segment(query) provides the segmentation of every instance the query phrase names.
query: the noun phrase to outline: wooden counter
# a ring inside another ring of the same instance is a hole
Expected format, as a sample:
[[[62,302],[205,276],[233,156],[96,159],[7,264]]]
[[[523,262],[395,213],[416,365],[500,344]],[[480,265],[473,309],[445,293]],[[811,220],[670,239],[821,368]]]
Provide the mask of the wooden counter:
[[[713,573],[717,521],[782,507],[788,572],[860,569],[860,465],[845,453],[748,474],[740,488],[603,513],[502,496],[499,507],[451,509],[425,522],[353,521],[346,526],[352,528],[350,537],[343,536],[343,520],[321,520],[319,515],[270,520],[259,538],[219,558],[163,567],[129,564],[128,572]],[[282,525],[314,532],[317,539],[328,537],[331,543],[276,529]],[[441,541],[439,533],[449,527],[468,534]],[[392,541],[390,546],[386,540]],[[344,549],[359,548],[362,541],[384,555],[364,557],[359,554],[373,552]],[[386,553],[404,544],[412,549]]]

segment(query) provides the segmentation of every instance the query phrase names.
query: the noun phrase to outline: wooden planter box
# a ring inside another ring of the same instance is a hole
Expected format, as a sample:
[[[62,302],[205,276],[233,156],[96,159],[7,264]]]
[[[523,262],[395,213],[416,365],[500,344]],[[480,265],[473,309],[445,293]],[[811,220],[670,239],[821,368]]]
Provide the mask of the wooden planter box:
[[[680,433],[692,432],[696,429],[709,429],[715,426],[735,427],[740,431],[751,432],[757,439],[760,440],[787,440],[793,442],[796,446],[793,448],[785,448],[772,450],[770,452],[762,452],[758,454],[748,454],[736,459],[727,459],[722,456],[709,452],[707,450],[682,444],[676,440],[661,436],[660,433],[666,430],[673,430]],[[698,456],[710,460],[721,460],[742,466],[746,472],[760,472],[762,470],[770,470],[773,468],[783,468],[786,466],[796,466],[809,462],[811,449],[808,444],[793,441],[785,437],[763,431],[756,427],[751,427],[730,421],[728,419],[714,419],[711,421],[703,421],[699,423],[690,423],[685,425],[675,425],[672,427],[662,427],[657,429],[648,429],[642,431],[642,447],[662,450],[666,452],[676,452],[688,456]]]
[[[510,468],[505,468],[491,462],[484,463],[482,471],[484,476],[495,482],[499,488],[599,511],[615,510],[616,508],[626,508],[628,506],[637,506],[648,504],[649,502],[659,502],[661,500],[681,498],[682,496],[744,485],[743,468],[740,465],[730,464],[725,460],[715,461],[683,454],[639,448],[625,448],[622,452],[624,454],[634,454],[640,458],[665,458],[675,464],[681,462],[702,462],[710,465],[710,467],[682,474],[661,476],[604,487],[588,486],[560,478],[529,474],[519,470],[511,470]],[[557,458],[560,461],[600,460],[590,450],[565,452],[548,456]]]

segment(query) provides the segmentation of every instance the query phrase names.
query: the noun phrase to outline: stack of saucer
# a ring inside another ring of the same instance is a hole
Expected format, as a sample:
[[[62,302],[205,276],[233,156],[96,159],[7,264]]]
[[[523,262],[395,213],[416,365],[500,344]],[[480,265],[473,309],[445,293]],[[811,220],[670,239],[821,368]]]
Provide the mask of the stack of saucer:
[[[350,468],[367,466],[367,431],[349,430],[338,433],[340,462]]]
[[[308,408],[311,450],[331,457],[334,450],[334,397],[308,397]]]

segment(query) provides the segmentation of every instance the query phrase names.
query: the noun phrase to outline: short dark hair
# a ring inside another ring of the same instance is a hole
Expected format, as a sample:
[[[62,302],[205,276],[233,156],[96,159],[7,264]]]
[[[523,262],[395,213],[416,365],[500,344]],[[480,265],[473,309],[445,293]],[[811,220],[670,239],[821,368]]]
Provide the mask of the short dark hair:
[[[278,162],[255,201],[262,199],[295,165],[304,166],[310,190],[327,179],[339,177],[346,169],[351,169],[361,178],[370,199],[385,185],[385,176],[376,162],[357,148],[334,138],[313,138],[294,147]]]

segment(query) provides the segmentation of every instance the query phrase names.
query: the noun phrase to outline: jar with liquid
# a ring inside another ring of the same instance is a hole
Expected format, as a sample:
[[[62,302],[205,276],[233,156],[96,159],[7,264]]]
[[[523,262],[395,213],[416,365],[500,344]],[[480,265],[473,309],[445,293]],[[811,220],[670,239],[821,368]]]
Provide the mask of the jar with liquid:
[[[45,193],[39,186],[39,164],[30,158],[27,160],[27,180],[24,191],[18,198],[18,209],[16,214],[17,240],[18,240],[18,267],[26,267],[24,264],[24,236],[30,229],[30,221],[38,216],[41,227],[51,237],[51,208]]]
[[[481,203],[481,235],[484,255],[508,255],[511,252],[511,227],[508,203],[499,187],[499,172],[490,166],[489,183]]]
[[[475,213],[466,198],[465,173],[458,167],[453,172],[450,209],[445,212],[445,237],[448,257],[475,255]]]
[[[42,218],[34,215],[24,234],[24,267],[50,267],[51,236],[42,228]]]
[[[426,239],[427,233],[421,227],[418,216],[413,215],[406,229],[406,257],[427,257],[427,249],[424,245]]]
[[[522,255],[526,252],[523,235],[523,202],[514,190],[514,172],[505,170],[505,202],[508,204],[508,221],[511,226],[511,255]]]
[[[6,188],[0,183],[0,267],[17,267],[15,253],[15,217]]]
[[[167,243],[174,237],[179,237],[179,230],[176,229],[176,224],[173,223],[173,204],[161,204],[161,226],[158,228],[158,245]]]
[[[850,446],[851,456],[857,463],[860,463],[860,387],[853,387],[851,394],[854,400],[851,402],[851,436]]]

### [ASSIGNMENT]
Reproduce every record that appears above, keeping the wording exact.

### [TASK ANSWER]
segment(query) provides the segmentation of every instance the query phrase names.
query: the noun phrase to outline: wooden counter
# a ring inside another ring of the same instance is a hole
Expected format, as a sample:
[[[62,302],[205,276],[233,156],[96,159],[7,264]]]
[[[523,262],[395,213],[416,365],[500,344]],[[480,265],[473,309],[445,293]],[[811,220],[670,239],[821,368]]]
Provide the mask of the wooden counter:
[[[713,573],[717,521],[782,507],[788,572],[860,569],[860,465],[845,453],[748,474],[740,488],[603,513],[502,496],[499,507],[451,509],[425,522],[353,521],[346,526],[352,528],[350,537],[343,536],[343,520],[321,520],[319,515],[270,520],[259,538],[219,558],[163,567],[129,564],[128,572]],[[282,525],[314,532],[317,539],[328,537],[331,543],[276,529]],[[441,541],[439,533],[449,527],[468,534]],[[392,541],[390,546],[386,540]],[[344,549],[359,548],[362,541],[384,555],[364,557],[359,554],[373,552]],[[386,553],[404,544],[412,549]]]

segment(query) provides the segmentation of every instance the query phrase names.
query: the noun phrase to outline: wooden planter box
# a ring inside another ring of the same instance is a hole
Expected format, as a sample:
[[[62,302],[205,276],[233,156],[96,159],[7,264]]]
[[[523,262],[395,213],[416,365],[500,344]],[[480,265],[473,309],[445,293]],[[811,220],[670,239],[821,368]]]
Provide the mask of the wooden planter box:
[[[680,433],[692,432],[696,429],[709,429],[715,426],[735,427],[740,431],[751,432],[757,439],[760,440],[787,440],[793,442],[796,446],[793,448],[785,448],[772,450],[770,452],[762,452],[758,454],[748,454],[736,459],[727,459],[722,456],[709,452],[707,450],[682,444],[676,440],[661,436],[660,433],[666,430],[673,430]],[[698,456],[710,460],[721,460],[742,466],[746,472],[760,472],[762,470],[770,470],[773,468],[783,468],[786,466],[796,466],[809,462],[811,449],[808,444],[793,441],[785,437],[763,431],[756,427],[751,427],[730,421],[728,419],[714,419],[711,421],[703,421],[699,423],[690,423],[685,425],[675,425],[672,427],[662,427],[657,429],[648,429],[642,431],[642,447],[662,450],[666,452],[676,452],[688,456]]]
[[[510,468],[505,468],[491,462],[484,463],[482,471],[484,476],[495,482],[499,488],[599,511],[615,510],[616,508],[626,508],[628,506],[637,506],[648,504],[649,502],[659,502],[661,500],[681,498],[682,496],[744,485],[743,468],[740,465],[730,464],[725,460],[715,461],[683,454],[639,448],[625,448],[622,452],[624,454],[634,454],[640,458],[665,458],[675,464],[681,462],[702,462],[710,465],[710,467],[682,474],[661,476],[604,487],[588,486],[560,478],[529,474],[519,470],[511,470]],[[557,458],[560,461],[600,460],[590,450],[565,452],[548,456]]]

segment(query) provides the segmentation of every instance the query phrase names.
query: the noun phrase to outline: stack of saucer
# a ring inside another ring of the same instance is a hole
Expected format, as a sample:
[[[62,302],[205,276],[233,156],[96,159],[7,264]]]
[[[523,262],[395,213],[416,365],[500,344]],[[480,265],[473,309],[445,293]],[[811,220],[670,239],[821,368]]]
Provide the mask of the stack of saucer:
[[[350,468],[367,466],[367,431],[349,430],[338,433],[340,462]]]
[[[308,408],[311,450],[331,457],[334,450],[334,397],[308,397]]]

segment(query) provides the segmentation of every instance the query phrase names.
query: the noun phrase to outline: short dark hair
# a ring inside another ring of the same instance is a hole
Expected format, as a sample:
[[[62,302],[205,276],[233,156],[96,159],[7,264]]]
[[[523,262],[395,213],[416,365],[500,344]],[[480,265],[473,309],[445,293]],[[811,220],[670,239],[821,368]]]
Provide the mask of the short dark hair:
[[[278,162],[255,201],[262,199],[295,165],[304,166],[310,190],[327,179],[339,177],[346,169],[351,169],[361,178],[370,199],[385,185],[385,176],[376,162],[357,148],[334,138],[313,138],[294,147]]]

segment(query) provides the segmentation of every instance the query phrase names.
query: the noun phrase to outline: jar with liquid
# a ring inside another ring of the same instance is a hole
Expected format, as a sample:
[[[62,302],[205,276],[233,156],[96,159],[7,264]]]
[[[523,262],[395,213],[416,365],[500,344]],[[480,265],[473,309],[445,293]],[[811,220],[670,239],[821,368]]]
Provide the mask of the jar with liquid:
[[[45,193],[39,186],[39,164],[30,158],[27,160],[27,180],[24,191],[18,198],[18,209],[16,214],[17,240],[18,240],[18,267],[26,267],[24,264],[24,236],[30,229],[30,221],[38,216],[41,227],[51,237],[51,208]]]
[[[481,203],[481,235],[484,255],[508,255],[511,252],[511,227],[508,203],[499,187],[499,172],[490,166],[489,183]]]
[[[475,213],[466,198],[465,173],[458,167],[453,172],[450,209],[445,212],[445,237],[448,257],[475,255]]]
[[[42,218],[34,215],[24,234],[24,267],[50,267],[51,236],[42,228]]]
[[[426,239],[427,233],[421,227],[418,216],[413,215],[406,229],[406,257],[427,257],[427,249],[424,245]]]
[[[522,255],[526,252],[523,235],[523,202],[514,190],[514,172],[505,170],[505,202],[508,204],[508,221],[511,226],[511,255]]]
[[[6,188],[0,183],[0,267],[17,267],[15,253],[15,217]]]
[[[167,243],[174,237],[179,237],[179,230],[176,229],[176,224],[173,223],[173,204],[161,204],[161,226],[158,228],[158,245]]]
[[[850,446],[851,456],[857,463],[860,463],[860,387],[853,387],[851,394],[854,400],[851,402],[851,436]]]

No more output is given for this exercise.